_Page text_
····················

The lower bound on C is a function of Vdc, so as in theory that can go as high as you like then C can go as low as you like. You have a multi-variable optimisation problem, so there is not a one-dimensional answer. You need another constraint, such as Vdc no more than 10% above the minimum possible - which roughly corresponds to 10% droop.

I think this is an useful thread (apart from the 'noises off'), but your searches via simulation may need to be better informed by 'ideal model' algebra as that will guide you to the tradeoffs which a simulation can sometimes obscure.

Of course, having found constraints on C you still need to take account of other issues such transformer heating, PSU efficiency, feed inductance etc. as you have said.

····················

_Tasks to complete_
a) Answer these from the passage on choosing C:
(i) What additional constraint does it give as an example?
(ii) What does it say should better inform searches via simulation?
(iii) Which other issues does it list that still need to be taken into account?
b) Write what comes next in the passage on choosing C, starting after its final sentence.

_Entries from a pointing dataset_
····················

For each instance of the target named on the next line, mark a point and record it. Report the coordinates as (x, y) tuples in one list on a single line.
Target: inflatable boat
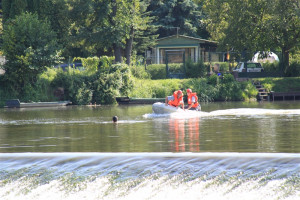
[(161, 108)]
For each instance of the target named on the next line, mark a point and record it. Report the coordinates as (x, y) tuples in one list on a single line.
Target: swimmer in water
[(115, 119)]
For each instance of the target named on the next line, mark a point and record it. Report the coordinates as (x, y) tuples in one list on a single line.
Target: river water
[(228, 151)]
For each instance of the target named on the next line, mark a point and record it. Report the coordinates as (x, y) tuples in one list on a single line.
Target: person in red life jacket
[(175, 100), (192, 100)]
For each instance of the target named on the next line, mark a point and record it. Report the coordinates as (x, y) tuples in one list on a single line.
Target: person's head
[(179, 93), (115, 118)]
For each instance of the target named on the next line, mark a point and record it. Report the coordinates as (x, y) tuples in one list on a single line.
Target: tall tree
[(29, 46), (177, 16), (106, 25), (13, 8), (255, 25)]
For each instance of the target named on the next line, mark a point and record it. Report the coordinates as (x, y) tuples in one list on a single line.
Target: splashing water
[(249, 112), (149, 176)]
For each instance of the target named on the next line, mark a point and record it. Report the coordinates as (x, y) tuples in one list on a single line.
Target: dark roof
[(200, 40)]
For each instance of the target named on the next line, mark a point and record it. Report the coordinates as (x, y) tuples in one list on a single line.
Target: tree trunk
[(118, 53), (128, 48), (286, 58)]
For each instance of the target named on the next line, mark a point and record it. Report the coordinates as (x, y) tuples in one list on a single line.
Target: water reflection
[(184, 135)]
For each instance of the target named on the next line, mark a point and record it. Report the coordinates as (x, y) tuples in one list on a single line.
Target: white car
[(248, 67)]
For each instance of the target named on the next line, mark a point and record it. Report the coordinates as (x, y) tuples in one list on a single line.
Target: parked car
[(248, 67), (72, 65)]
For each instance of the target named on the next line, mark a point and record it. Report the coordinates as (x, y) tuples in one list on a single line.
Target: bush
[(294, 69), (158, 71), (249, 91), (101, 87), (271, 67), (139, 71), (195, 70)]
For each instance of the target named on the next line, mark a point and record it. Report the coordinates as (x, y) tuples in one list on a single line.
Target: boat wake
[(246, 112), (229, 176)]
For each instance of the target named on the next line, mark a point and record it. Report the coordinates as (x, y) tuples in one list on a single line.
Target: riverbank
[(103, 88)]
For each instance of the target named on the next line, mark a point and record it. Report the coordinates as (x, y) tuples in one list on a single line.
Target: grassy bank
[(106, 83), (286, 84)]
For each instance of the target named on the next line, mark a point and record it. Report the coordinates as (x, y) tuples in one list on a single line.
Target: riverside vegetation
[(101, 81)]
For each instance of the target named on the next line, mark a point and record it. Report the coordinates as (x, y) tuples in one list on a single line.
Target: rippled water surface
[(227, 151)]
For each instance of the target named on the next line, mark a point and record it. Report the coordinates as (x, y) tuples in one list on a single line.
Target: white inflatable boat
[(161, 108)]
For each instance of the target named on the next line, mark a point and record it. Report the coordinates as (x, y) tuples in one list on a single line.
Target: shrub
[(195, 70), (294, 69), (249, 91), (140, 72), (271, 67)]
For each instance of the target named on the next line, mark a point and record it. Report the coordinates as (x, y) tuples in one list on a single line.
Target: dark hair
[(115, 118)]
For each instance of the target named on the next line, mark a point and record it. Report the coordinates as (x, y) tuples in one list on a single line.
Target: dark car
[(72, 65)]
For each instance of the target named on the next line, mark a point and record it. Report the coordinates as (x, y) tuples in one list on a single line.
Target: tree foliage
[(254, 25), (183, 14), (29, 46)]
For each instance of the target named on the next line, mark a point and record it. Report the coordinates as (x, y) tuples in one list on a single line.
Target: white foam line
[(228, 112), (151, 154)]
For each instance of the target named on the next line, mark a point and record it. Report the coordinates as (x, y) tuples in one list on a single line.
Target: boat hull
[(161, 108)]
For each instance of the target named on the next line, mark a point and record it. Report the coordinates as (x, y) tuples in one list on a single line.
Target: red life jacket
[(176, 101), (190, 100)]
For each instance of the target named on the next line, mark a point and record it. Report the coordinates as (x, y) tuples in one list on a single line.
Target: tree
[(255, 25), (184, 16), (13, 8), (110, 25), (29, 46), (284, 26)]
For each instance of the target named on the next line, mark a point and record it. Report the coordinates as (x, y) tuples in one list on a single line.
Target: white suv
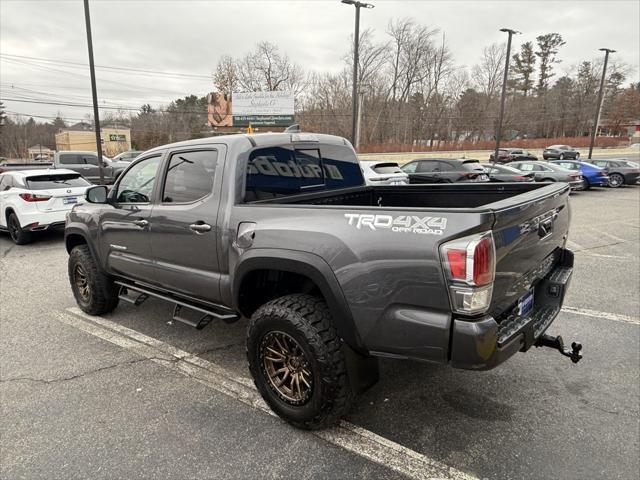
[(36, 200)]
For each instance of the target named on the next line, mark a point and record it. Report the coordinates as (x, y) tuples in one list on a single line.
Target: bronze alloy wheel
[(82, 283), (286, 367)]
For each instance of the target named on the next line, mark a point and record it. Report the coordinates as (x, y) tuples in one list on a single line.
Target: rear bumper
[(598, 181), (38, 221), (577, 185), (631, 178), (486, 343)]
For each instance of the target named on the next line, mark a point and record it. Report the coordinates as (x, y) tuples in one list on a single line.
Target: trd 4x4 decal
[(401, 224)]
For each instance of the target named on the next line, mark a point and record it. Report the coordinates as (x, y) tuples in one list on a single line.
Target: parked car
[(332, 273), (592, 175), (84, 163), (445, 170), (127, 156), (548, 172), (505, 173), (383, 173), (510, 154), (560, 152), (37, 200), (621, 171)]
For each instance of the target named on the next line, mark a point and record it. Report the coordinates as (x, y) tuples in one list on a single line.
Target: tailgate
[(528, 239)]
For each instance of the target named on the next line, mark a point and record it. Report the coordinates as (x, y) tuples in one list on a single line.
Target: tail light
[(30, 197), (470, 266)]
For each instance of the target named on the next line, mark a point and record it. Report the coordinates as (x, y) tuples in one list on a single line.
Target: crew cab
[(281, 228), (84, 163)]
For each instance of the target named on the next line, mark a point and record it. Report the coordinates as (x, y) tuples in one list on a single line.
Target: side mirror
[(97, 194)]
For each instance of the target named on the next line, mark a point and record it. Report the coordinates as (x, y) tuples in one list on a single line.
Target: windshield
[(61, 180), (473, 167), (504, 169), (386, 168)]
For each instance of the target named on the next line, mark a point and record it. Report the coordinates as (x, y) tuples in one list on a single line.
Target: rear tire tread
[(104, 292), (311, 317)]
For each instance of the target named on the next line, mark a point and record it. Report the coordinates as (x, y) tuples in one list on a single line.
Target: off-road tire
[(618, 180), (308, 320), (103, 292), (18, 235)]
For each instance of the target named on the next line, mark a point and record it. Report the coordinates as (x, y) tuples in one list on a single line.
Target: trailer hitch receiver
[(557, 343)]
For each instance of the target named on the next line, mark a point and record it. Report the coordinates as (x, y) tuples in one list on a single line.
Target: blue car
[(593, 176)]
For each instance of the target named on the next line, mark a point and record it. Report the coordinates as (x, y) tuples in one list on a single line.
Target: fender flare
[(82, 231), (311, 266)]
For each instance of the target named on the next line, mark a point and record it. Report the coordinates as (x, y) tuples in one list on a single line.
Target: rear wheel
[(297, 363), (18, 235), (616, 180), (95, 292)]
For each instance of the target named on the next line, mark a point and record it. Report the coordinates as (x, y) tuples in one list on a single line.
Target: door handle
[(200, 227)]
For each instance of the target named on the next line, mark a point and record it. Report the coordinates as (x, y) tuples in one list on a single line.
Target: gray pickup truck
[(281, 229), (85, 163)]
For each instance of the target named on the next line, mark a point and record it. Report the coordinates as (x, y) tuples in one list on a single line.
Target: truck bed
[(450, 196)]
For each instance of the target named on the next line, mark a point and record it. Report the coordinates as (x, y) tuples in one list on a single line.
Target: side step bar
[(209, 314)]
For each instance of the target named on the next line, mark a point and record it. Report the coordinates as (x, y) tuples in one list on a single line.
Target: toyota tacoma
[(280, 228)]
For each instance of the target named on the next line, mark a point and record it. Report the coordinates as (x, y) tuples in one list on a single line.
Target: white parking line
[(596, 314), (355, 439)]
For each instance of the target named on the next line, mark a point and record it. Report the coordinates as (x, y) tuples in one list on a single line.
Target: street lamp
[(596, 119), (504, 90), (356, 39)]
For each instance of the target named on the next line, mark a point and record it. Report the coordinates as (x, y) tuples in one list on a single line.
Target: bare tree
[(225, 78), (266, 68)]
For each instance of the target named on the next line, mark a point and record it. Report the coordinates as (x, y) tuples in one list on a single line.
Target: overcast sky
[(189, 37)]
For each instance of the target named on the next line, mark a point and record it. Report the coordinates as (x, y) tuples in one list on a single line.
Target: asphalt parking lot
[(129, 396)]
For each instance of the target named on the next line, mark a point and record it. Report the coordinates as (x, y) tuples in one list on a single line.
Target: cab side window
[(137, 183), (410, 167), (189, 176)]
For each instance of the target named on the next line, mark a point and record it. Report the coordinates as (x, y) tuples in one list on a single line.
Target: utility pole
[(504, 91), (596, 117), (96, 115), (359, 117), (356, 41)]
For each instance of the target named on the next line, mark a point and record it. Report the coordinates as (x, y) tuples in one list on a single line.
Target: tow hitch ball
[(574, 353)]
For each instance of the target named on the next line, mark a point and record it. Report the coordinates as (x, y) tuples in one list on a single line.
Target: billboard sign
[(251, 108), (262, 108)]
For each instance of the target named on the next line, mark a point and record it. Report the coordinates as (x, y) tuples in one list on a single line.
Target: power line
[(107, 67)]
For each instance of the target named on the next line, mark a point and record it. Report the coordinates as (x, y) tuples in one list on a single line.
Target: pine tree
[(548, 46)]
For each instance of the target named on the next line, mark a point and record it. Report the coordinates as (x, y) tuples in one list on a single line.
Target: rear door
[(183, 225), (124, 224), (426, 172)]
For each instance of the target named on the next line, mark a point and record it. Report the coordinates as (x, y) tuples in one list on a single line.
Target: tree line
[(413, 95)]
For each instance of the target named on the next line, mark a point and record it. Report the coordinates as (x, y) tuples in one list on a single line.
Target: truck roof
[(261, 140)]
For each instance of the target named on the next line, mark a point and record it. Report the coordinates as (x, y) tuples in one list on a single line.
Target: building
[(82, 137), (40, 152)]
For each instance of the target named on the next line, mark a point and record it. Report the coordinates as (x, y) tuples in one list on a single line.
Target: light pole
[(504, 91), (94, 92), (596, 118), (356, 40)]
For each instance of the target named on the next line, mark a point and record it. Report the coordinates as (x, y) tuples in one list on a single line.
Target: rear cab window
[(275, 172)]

····················

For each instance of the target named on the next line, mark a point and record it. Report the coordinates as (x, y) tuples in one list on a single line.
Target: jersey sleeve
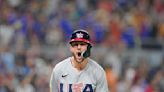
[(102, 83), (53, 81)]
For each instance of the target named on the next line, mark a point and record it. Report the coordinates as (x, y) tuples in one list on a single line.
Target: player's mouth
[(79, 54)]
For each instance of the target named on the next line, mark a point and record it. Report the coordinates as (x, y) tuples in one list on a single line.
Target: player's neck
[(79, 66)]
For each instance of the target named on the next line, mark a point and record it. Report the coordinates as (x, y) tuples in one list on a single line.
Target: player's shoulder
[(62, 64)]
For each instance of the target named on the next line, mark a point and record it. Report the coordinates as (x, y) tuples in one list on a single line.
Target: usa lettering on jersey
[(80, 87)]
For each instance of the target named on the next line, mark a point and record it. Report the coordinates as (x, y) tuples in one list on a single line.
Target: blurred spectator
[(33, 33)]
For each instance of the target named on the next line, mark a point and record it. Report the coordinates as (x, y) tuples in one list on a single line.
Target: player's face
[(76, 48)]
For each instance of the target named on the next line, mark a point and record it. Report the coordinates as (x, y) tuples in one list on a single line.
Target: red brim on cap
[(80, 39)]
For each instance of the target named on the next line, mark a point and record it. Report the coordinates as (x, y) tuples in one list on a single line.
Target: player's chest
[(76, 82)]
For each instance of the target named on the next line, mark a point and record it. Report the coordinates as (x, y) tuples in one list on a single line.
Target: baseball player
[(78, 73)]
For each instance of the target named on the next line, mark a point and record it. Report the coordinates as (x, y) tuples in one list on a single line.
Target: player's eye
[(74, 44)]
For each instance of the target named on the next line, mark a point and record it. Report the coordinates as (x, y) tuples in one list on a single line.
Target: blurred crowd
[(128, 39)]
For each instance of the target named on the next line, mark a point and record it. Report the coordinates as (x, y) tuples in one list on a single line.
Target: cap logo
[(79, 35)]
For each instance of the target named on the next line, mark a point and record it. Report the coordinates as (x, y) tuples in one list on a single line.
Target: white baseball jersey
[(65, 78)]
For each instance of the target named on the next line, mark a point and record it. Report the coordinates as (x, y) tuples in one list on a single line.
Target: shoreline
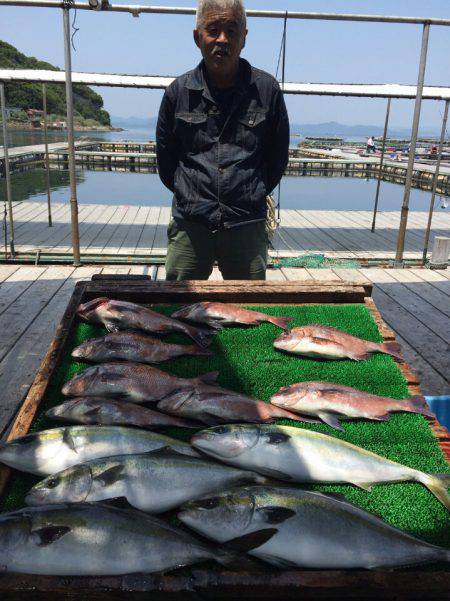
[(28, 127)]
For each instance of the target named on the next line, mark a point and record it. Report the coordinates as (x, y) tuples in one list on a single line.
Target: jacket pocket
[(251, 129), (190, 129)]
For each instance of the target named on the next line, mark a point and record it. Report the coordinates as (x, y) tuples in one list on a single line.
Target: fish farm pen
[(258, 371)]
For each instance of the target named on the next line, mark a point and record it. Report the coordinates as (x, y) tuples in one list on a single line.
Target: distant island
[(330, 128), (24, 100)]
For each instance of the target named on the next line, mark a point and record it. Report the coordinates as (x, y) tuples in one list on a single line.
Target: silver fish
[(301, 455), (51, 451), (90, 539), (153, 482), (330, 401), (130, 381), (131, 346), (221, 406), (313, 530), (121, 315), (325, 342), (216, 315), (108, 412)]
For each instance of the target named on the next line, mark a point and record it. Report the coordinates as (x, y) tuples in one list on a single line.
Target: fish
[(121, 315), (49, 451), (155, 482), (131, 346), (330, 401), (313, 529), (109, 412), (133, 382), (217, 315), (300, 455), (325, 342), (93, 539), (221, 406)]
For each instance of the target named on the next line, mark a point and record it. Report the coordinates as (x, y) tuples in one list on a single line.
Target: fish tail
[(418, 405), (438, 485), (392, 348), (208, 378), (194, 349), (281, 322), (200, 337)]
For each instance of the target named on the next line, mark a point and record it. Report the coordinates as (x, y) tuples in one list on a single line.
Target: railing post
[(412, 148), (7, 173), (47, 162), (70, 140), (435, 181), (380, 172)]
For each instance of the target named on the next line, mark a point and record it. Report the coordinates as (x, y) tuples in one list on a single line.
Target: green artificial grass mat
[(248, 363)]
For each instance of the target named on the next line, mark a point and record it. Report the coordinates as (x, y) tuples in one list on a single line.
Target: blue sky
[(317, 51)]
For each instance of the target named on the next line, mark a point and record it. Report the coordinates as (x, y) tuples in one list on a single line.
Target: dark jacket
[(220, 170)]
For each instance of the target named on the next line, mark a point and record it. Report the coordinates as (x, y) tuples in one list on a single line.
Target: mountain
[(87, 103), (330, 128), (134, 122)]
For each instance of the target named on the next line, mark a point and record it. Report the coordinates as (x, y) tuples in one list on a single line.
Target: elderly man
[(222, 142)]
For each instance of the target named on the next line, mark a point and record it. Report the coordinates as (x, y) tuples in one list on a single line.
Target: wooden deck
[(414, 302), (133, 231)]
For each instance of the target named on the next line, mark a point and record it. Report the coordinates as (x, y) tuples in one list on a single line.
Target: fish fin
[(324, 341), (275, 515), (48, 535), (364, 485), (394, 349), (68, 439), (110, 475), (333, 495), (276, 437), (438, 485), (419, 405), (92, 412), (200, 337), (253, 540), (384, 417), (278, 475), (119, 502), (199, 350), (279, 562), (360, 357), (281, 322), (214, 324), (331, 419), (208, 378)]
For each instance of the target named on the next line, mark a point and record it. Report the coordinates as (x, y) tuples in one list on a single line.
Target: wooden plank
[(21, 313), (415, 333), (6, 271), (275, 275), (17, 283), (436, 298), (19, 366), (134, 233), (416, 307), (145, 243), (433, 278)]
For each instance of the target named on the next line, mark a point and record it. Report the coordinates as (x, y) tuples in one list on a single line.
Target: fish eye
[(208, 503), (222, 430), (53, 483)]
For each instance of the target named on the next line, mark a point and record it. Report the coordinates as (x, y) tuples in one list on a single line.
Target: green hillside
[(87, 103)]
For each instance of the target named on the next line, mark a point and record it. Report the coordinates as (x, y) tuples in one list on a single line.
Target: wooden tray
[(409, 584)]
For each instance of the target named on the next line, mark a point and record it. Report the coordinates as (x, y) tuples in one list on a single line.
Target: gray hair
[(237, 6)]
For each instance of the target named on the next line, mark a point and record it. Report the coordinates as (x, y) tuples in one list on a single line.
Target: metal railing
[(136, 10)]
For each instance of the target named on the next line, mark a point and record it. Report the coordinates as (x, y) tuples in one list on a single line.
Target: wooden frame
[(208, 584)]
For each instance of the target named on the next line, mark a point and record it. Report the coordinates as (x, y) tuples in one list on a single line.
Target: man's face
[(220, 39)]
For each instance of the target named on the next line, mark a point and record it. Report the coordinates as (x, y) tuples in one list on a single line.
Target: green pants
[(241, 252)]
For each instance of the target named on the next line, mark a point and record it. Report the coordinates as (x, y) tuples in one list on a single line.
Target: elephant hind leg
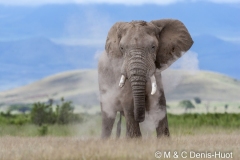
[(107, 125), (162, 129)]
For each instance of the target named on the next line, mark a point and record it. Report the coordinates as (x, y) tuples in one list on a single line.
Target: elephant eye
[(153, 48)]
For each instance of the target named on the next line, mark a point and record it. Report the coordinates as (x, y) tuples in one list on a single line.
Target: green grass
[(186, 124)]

····················

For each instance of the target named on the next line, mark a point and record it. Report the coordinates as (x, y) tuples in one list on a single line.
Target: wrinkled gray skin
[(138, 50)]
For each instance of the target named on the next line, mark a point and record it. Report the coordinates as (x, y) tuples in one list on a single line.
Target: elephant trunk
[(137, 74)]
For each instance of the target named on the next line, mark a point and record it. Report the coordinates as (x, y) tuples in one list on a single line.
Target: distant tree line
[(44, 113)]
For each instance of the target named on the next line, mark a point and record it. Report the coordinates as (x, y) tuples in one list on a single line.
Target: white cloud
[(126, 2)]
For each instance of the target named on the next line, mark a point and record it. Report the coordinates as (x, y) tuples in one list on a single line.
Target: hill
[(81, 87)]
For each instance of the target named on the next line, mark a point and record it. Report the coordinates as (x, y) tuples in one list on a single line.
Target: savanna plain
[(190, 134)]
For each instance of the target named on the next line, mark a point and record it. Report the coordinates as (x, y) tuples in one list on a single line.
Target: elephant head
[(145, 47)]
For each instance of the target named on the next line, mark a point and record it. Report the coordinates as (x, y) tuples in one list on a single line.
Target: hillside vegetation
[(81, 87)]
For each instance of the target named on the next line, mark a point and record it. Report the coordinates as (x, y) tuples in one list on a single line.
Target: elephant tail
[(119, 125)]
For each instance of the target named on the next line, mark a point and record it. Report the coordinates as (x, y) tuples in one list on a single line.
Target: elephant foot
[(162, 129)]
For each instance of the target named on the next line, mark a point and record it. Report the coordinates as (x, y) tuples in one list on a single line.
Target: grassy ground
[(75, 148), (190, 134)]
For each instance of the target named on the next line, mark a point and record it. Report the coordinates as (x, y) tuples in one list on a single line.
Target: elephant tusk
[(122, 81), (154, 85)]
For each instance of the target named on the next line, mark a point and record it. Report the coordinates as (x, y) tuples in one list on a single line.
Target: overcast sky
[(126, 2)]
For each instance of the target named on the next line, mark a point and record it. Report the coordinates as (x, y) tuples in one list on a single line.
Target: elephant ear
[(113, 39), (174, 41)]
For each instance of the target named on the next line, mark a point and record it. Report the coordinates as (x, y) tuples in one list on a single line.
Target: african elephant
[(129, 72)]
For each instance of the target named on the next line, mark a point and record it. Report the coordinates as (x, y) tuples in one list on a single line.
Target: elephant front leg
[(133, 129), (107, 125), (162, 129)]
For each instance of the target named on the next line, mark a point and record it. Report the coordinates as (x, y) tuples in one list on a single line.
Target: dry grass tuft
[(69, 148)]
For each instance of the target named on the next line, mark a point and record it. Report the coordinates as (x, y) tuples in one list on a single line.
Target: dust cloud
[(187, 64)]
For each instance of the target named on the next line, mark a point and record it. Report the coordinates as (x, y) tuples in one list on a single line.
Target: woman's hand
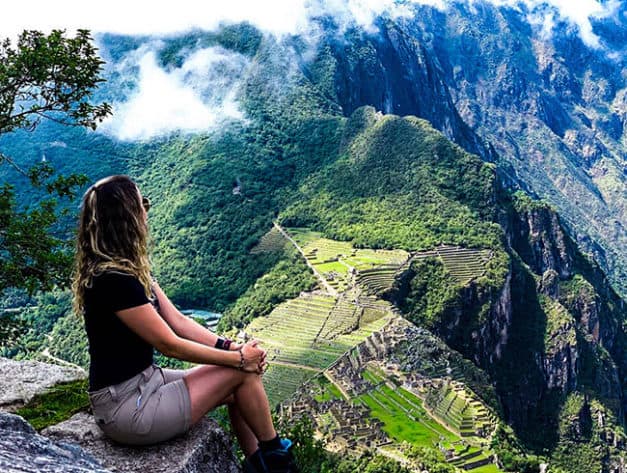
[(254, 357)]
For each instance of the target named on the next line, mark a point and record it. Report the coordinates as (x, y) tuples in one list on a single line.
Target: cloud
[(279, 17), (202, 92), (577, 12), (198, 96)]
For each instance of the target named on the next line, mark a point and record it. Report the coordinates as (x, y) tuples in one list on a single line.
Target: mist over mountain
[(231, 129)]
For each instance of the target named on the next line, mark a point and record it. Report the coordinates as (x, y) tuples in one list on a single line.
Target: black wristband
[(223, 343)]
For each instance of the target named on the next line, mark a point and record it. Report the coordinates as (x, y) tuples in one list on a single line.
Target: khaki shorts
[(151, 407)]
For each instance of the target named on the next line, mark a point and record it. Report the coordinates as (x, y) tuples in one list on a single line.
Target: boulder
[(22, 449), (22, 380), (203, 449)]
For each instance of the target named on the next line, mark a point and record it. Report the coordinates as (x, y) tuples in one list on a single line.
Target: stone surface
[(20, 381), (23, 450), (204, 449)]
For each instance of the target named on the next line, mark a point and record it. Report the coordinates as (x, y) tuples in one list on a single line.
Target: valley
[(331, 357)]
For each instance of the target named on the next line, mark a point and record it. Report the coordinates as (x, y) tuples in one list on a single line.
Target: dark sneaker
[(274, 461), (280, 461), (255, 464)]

····················

_Results_
a)
(i) Vdc no more than 10% above the minimum possible, which roughly corresponds to 10% droop.
(ii) 'Ideal model' algebra.
(iii) Transformer heating, PSU efficiency and feed inductance.

b)
DF96,

I would be very happy if we can arrive at some rule of thumb that has at least been tested theoretically and maybe confirmed practically. At the moment most of us are not even guessing close to anything useful. I can almost assure you that you have often also not paid enough attention to your power supply design as it is almost always secondary. Here we talk only amplifier schematics, second and 3rd order harmonic level. Triple EF current mirror.... Never power supply.

No disrespect to any of our members starting a thread believing that they are offering the best sounding amplifier ever. Just look at the SIMS slew rates of several thousand volts per uS, a bandwidth ranging from DC to Daylight and very low H2 with H3...... Totally forgetting to discuss the accompanying power supply with equal enthusiasm. But power supplies are boring, it is a transformer normally salvage from some other equipment and capacitors, enough to arc-weld with, bypassed by some little cap for HF luck plus a resistor that will discharge it over a fortnight.

Unless everything is equal no-one that builds this amp could for the love of god have the same results even if they all agree that it simulates perfectly.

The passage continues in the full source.